EXERCISE GOAL
Whenever a line of the data below holds the string "phrase", copy that line.

SUPPLIED MATERIAL
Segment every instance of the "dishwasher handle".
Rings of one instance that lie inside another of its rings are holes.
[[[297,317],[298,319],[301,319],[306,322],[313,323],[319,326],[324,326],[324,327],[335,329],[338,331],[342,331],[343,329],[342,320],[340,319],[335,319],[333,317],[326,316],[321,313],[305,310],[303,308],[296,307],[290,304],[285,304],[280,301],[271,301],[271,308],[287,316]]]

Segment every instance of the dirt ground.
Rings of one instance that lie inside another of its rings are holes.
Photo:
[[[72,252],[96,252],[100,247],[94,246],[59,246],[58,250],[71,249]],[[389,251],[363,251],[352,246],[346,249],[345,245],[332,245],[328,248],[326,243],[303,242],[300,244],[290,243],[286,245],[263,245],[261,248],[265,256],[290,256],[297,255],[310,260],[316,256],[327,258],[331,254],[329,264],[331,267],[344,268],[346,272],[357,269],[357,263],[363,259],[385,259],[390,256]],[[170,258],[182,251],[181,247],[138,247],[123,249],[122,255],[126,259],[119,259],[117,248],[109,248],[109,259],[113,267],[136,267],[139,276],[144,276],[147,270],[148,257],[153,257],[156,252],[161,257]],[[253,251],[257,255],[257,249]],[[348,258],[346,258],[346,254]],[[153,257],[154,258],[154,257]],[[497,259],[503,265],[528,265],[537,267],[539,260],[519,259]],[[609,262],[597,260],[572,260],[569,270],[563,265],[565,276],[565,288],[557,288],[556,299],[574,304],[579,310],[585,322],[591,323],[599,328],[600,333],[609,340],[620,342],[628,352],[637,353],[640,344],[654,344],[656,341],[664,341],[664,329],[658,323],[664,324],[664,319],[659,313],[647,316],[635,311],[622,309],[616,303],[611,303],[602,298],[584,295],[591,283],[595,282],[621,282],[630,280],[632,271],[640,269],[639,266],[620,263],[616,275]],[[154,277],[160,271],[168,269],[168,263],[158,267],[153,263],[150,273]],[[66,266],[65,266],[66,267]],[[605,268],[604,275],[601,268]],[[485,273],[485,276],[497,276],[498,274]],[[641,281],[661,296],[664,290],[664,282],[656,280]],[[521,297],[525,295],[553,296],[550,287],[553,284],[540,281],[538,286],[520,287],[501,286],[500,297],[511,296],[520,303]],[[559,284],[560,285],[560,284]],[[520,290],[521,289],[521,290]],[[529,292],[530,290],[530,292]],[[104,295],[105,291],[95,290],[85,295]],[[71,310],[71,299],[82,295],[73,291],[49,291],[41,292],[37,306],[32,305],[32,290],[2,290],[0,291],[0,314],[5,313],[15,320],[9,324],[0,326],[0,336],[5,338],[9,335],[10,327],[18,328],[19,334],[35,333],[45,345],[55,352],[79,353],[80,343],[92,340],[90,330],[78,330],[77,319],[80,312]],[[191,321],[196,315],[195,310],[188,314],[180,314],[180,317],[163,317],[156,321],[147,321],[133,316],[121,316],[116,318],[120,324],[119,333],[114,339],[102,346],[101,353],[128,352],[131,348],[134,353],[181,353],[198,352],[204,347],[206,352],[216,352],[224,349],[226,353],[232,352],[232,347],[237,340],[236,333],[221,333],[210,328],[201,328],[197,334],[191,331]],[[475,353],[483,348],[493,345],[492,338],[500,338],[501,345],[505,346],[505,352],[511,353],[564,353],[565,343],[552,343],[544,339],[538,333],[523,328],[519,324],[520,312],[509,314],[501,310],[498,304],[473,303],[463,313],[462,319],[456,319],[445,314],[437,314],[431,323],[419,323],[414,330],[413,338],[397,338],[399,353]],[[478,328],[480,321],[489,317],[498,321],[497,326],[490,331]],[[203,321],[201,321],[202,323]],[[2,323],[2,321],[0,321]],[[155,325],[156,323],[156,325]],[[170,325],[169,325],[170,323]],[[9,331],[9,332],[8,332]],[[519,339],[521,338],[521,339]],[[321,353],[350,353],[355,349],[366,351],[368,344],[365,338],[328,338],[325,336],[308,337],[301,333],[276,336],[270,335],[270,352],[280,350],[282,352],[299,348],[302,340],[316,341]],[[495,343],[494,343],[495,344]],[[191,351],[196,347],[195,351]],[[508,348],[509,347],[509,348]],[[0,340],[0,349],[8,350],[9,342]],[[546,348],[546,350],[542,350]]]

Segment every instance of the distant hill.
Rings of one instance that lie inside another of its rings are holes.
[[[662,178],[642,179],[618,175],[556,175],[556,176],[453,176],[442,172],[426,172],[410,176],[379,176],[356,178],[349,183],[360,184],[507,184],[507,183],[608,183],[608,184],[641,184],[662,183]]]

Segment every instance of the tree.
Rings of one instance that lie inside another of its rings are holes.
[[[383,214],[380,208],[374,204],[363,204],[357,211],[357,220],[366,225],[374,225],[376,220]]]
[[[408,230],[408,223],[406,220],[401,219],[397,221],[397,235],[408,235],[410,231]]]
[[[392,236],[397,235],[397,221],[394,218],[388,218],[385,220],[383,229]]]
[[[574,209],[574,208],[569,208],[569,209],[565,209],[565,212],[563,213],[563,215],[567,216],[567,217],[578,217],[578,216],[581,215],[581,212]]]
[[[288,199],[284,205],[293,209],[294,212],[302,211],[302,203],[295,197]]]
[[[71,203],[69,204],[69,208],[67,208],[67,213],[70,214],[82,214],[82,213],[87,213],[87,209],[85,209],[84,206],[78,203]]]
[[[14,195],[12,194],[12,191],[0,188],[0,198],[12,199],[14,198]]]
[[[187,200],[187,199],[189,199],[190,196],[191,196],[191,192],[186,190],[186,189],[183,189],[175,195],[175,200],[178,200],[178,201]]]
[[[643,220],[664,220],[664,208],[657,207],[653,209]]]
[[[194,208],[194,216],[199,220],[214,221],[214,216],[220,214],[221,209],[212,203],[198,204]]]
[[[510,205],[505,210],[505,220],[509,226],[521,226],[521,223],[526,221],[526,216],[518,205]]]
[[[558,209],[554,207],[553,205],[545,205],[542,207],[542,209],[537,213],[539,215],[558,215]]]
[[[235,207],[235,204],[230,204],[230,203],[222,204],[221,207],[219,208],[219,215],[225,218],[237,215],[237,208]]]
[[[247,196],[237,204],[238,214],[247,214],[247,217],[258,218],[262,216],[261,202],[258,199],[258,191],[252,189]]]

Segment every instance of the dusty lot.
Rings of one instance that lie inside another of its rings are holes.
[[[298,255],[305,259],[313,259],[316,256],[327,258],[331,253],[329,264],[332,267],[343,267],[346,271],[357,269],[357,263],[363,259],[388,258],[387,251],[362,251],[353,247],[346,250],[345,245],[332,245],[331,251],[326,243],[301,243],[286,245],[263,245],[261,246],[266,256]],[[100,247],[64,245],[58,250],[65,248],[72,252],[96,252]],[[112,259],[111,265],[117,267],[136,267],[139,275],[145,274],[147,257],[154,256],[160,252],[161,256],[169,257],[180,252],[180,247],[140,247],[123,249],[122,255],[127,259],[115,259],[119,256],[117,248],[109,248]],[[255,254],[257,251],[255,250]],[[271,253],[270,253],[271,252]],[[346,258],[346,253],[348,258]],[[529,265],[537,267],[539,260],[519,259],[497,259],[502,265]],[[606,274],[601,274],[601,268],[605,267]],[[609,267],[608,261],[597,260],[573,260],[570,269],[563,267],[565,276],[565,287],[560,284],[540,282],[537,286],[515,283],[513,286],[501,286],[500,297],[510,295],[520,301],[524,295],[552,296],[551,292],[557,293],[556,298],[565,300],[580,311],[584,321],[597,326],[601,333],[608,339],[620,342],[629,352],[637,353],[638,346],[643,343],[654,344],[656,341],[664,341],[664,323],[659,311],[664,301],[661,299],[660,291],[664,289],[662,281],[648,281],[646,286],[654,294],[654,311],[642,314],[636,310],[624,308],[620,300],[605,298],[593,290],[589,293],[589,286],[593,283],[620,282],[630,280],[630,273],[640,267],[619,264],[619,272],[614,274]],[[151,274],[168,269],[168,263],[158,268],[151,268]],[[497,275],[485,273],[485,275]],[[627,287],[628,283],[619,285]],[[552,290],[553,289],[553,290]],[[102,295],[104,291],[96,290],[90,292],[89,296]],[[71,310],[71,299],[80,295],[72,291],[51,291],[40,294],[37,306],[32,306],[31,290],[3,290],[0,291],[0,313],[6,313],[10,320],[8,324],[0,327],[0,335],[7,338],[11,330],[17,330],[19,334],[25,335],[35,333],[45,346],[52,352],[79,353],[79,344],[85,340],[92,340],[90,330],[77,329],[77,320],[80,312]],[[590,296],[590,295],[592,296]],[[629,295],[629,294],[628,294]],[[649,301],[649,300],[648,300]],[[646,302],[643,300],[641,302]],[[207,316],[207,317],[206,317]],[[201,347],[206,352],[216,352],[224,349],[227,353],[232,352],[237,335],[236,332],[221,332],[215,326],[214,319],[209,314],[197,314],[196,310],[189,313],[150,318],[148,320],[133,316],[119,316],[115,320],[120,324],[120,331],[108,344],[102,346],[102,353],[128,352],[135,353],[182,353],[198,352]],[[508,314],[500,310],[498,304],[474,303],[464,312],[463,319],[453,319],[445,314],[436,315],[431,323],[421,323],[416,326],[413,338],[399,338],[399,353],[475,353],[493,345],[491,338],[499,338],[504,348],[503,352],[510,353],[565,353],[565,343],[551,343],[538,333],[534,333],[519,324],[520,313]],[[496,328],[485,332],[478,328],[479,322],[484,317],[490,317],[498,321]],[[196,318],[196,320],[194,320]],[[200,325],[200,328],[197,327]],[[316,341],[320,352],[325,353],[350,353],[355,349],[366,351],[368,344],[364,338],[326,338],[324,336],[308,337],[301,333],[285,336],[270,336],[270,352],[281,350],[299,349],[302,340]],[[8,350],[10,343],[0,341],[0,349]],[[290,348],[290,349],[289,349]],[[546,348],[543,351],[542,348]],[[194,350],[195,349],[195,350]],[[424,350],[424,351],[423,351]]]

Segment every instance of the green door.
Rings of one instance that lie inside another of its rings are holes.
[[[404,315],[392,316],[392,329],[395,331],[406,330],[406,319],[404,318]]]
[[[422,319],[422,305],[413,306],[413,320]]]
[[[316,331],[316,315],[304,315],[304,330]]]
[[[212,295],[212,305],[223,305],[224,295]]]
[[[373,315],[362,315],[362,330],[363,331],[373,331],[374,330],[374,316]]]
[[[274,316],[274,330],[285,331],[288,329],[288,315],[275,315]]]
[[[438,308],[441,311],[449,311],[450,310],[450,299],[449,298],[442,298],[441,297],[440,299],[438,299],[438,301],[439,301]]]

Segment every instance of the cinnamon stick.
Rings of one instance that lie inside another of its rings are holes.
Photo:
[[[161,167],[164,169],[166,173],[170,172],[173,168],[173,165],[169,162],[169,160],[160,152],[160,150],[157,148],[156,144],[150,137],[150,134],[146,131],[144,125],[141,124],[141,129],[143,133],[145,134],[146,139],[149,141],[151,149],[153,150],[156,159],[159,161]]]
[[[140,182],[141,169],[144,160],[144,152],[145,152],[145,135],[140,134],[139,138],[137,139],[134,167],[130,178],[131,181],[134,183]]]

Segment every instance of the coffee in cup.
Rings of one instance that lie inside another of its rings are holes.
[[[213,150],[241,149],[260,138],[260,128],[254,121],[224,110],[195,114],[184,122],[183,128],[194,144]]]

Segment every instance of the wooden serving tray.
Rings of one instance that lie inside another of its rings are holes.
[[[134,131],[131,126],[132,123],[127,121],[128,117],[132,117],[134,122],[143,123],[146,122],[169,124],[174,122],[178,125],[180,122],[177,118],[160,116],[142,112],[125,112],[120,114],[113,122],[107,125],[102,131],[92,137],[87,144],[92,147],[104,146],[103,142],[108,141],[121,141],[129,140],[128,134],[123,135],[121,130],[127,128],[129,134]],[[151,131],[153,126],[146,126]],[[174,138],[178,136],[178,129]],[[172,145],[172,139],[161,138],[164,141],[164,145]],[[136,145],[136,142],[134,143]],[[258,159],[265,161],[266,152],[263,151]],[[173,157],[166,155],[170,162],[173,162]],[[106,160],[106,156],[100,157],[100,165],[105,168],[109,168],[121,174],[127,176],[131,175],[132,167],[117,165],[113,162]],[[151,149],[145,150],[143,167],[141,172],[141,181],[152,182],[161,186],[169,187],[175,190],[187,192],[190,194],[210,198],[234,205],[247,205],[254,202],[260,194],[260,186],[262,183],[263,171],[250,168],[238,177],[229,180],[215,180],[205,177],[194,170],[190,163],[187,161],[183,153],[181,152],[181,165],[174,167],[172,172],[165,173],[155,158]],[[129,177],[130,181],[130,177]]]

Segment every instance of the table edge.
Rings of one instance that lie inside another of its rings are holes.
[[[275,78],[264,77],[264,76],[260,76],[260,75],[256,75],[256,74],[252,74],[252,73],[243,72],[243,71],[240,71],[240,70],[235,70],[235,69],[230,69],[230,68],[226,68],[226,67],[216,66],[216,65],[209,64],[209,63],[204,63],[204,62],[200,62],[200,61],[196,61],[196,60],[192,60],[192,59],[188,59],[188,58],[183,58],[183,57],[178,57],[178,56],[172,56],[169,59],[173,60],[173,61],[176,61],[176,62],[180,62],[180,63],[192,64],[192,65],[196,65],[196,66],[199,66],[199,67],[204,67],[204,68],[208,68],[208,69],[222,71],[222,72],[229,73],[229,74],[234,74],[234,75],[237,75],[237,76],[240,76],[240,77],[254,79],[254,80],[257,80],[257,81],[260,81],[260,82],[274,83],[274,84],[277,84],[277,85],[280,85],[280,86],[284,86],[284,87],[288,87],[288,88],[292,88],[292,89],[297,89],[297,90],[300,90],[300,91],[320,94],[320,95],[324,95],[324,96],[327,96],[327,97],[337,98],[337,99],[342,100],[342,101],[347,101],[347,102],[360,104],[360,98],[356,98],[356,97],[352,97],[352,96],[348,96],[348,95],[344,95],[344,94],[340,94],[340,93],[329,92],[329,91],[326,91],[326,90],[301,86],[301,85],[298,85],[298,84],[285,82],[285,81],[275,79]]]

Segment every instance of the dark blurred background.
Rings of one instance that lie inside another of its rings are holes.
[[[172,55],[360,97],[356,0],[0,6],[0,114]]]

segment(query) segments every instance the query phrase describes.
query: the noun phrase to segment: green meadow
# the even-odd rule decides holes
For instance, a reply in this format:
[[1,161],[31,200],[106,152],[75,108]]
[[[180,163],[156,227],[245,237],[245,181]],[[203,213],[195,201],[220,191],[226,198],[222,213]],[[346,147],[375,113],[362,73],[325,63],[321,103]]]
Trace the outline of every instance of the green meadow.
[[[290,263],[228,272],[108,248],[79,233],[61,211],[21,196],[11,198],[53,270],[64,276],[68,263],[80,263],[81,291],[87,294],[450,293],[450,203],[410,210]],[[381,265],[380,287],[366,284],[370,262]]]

RESULT OF THE EXERCISE
segment(query) segments every instance the query phrase describes.
query: the noun phrase to segment: green meadow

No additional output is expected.